[DATA PROVIDED]
========

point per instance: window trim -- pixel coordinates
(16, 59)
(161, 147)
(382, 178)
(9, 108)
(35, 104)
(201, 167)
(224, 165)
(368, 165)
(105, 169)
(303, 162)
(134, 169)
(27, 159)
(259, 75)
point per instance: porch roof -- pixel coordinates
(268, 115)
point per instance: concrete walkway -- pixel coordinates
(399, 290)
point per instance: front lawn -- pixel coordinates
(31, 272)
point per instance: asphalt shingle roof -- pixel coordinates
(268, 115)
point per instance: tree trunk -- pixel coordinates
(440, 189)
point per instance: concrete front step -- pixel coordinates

========

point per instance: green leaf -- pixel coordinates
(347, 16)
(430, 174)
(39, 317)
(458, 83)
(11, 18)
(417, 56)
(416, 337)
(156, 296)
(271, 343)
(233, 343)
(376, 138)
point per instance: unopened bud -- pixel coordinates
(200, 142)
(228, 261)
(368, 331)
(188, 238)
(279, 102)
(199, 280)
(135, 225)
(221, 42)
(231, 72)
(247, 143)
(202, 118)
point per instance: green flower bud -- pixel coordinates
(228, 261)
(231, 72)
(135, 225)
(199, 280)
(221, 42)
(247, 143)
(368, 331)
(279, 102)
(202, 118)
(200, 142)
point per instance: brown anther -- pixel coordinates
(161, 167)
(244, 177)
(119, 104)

========

All that belongs in your answer is the stretch of entries above from the line with "point per instance: window" through the line with "point per instance: concrete front", printed exactly.

point per instance: window trim -- pixel coordinates
(16, 59)
(161, 147)
(382, 178)
(9, 108)
(35, 104)
(201, 167)
(224, 165)
(368, 165)
(105, 169)
(303, 162)
(134, 169)
(27, 159)
(259, 75)
point per instance: porch roof -- pixel coordinates
(268, 115)
point per instance: concrete walkway -- pixel coordinates
(399, 290)
point per instance: front lawn -- pixel coordinates
(31, 272)
point per instance: asphalt shingle roof -- pixel coordinates
(268, 115)
point per instance: tree trunk -- pixel coordinates
(440, 189)
point per instance: concrete front step -- pixel coordinates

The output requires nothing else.